◆ **Required tasks**:
a) Retype the guardrail article without any changes, from "Written September 9th, 2015" up to and including "answer came back.".
b) Extend the article about ODOT and the guardrail end terminals, beginning right after its last sentence.

◆ **Document text**:
* * * * * * *

HASSO HERING

A perspective from Oregon’s mid-Willamette Valley

ODOT resolves guardrail question

Written September 9th, 2015 by Hasso Hering
This  photo accompanied my guardrail story last October 27.

This photo accompanied my guardrail story last October 27.

Almost a year ago, a question came up in the news about the end pieces on a particular brand of highway guardrails. Whatever happened on that point, I wondered this week. I asked ODOT, and promptly the answer came back.

I wrote about this on Oct. 27, 2014. There had been a report on national TV that a certain type of guardrail “end terminal,” instead of pealing off to the side as intended, sometimes pierced the interior of vehicles that hit them head on. In Oregon, ODOT announced that 909 or 4 percent of the 22,539 guardrail terminals in Oregon were of the brand a newer version of which was involved in the controversy, and the department was awaiting more information before deciding whether to replace them.

* * * * * * *

◆ **Data records**:
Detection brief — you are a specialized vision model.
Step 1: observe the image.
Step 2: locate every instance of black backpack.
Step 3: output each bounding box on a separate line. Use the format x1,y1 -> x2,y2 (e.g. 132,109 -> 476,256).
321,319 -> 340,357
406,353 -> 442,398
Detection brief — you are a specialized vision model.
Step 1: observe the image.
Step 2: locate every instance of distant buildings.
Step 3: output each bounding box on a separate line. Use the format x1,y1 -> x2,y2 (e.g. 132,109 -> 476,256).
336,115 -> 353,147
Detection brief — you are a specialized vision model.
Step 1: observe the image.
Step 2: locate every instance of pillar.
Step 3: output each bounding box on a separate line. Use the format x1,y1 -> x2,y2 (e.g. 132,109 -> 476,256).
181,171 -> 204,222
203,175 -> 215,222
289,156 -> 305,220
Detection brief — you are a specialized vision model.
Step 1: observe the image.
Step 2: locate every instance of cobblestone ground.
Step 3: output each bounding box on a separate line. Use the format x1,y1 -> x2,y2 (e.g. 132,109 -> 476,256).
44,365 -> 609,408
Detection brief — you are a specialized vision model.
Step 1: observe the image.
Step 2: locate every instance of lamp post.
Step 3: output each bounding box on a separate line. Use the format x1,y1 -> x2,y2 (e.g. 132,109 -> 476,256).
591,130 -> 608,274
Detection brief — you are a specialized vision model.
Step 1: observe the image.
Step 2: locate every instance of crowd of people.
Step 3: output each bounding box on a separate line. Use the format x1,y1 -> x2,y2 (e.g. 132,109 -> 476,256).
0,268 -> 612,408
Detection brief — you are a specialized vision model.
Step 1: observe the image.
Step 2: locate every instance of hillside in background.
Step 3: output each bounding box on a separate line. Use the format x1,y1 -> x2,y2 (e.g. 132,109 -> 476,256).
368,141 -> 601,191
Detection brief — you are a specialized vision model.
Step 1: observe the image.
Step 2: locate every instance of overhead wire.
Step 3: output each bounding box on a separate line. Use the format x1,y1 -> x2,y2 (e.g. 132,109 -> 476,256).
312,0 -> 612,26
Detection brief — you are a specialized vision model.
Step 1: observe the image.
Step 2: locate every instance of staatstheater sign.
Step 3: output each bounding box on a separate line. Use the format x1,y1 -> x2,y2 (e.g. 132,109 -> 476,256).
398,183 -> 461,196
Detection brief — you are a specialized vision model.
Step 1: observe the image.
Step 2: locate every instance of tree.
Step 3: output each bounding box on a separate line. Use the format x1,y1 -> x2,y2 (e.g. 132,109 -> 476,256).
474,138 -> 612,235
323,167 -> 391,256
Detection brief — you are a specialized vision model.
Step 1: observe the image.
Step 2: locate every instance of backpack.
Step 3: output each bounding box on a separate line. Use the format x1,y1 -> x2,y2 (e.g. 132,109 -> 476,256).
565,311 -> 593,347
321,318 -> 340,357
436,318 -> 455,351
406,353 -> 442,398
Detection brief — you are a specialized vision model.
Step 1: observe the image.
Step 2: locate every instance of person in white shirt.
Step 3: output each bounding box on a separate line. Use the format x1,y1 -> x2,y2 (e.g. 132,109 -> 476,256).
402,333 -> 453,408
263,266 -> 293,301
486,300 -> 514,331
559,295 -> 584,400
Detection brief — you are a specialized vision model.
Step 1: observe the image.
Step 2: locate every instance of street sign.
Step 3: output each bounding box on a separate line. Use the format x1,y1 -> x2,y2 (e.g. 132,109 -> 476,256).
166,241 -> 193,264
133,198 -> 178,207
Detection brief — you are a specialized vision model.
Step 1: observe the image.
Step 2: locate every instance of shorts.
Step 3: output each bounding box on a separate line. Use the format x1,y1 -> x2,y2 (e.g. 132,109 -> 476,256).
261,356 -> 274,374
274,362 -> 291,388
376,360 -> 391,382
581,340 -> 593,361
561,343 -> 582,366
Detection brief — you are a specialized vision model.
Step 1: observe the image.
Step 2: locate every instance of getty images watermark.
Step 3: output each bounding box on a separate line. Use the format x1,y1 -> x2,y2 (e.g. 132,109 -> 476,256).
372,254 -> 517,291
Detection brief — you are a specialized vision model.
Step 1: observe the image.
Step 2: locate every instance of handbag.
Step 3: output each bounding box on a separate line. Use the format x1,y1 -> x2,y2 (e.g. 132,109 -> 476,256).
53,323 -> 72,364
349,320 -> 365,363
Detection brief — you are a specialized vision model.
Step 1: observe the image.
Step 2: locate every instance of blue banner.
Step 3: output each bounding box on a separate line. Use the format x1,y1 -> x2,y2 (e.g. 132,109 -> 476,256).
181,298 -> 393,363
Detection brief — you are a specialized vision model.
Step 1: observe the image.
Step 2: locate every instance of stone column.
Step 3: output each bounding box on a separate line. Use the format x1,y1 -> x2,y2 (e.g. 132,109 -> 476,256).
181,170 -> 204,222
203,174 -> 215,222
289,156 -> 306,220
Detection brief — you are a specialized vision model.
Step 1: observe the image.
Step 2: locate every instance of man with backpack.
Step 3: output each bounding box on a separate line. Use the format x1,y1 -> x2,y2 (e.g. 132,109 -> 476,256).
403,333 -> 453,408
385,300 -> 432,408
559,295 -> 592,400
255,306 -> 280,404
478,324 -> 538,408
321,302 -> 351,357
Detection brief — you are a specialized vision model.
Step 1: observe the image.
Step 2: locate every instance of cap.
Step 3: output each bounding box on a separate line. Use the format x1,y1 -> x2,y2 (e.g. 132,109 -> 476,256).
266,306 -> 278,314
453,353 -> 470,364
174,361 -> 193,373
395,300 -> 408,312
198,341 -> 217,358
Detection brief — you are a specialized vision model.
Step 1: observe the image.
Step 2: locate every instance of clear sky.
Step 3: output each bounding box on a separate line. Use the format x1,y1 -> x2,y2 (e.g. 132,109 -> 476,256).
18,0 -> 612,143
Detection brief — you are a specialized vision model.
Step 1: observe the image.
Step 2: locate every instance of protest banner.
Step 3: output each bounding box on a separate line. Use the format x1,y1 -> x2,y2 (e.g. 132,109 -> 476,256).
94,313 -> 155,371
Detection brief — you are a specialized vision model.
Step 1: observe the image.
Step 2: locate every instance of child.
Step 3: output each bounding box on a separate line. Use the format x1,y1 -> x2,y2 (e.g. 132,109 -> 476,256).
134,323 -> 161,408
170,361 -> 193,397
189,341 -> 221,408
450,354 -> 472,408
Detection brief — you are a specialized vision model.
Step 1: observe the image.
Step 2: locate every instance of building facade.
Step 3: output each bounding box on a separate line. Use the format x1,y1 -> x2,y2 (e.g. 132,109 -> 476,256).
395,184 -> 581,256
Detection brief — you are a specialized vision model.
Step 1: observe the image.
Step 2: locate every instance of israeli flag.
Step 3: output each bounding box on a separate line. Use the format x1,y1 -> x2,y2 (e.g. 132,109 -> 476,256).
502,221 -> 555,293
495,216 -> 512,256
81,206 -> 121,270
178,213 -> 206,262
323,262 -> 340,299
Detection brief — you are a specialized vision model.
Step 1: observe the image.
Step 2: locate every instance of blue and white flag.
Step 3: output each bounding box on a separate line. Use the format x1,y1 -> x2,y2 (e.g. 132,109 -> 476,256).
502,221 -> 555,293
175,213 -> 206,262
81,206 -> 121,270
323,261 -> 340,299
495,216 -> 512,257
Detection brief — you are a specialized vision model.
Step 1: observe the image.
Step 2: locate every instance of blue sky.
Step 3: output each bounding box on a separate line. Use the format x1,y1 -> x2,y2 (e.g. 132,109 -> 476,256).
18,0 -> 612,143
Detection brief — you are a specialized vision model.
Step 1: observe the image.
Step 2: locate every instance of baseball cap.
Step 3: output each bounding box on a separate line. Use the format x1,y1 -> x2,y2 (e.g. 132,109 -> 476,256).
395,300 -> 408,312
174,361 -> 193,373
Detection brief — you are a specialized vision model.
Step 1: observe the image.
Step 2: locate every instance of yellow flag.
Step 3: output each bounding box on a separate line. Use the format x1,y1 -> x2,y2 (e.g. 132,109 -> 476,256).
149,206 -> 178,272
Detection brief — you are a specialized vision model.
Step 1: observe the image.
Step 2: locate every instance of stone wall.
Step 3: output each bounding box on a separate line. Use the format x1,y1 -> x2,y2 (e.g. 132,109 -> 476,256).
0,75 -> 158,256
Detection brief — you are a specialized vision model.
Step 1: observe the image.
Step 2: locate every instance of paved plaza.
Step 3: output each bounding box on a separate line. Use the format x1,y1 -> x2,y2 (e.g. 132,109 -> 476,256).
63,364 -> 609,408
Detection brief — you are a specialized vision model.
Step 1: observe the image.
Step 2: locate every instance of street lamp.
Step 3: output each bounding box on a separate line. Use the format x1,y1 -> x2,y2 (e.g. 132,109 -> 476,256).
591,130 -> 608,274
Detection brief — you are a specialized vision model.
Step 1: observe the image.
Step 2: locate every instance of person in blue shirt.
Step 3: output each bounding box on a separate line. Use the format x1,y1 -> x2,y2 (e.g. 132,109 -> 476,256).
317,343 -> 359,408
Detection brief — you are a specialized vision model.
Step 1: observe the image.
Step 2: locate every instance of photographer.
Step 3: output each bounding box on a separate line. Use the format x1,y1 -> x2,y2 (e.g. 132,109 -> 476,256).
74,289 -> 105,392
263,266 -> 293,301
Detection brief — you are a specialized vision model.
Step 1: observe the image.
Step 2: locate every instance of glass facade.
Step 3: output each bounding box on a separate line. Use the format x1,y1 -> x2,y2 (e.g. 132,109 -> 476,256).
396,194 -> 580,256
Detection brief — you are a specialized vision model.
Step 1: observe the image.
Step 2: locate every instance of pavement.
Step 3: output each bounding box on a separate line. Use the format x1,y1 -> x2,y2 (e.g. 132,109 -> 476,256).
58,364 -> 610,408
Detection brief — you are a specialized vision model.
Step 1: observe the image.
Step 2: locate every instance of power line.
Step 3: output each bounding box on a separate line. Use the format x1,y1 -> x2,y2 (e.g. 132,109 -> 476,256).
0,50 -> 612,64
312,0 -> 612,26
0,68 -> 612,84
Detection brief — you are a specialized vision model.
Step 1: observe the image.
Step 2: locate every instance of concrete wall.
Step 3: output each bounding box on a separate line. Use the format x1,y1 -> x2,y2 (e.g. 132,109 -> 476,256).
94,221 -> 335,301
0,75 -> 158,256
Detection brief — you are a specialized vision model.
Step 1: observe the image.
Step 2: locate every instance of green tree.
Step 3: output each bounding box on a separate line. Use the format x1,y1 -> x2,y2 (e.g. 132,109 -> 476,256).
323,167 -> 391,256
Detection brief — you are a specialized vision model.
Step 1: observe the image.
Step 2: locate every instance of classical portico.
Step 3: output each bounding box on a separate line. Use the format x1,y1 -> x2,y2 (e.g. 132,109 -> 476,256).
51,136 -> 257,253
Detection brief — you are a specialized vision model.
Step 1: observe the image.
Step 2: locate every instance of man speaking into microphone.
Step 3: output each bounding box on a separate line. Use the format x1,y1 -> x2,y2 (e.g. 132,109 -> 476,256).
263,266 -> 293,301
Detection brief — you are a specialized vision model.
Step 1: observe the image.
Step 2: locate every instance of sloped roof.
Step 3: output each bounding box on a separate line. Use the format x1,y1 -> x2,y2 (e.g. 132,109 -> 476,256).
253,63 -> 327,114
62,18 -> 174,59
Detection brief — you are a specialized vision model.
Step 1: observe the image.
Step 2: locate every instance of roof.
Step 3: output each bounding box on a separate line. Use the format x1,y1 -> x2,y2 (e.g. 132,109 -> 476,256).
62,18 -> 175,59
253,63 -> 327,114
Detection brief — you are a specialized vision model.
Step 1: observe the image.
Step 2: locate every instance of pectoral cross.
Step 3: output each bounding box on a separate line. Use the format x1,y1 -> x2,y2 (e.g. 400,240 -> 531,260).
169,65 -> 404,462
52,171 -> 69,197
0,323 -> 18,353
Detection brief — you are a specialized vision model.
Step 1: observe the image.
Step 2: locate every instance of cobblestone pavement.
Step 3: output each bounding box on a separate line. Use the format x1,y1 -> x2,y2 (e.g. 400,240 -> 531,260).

* * * * * * *

◆ **Responses to the exercise**:
a)
Written September 9th, 2015 by Hasso Hering
This  photo accompanied my guardrail story last October 27.

This photo accompanied my guardrail story last October 27.

Almost a year ago, a question came up in the news about the end pieces on a particular brand of highway guardrails. Whatever happened on that point, I wondered this week. I asked ODOT, and promptly the answer came back.

b)
Last week, sadly, a crash report from the Oregon State Police reminded me of the guardrail story. On the afternoon of Sept. 5, a 2015 Chevy Tahoe hit a guardrail and then a tree on Highway 101 south of Gold Beach. The state police said a section of the guardrail “penetrated the passenger compartment and caused severe injuries to the driver,” a 68-year-old man from Ohio who was declared dead when he got to the hospital. The OSP didn’t say if it was the end piece or some other part of the guardrail that penetrated the vehicle, but it’s safe to assume that no part of any guardrails is meant to do that.

I asked Rick Little, the go-to public information officer for this region of ODOT, whatever happened as a result of last year’s concern. He checked with the state traffic and roadway engineer and learned this:

“ET Plus guardrail terminals were alleged to have malfunctioned in some locations around the country, however FHWA (the Federal Highway Administration) required them to be retested and from the tests, determined that they passed and were acceptable. ODOT has no evidence of any of our ET Plus terminals (we have about 850 of them) not functioning as designed.  We only found 2 ET Plus hits, in both cased the terminal functioned as designed. We are not planning on removing any. We have not placed them back on our Qualified Products List, partly because Trinity stopped making them.”

Good to know that these things worked as designed. Still, let’s try not to hit them, shall we? (hh)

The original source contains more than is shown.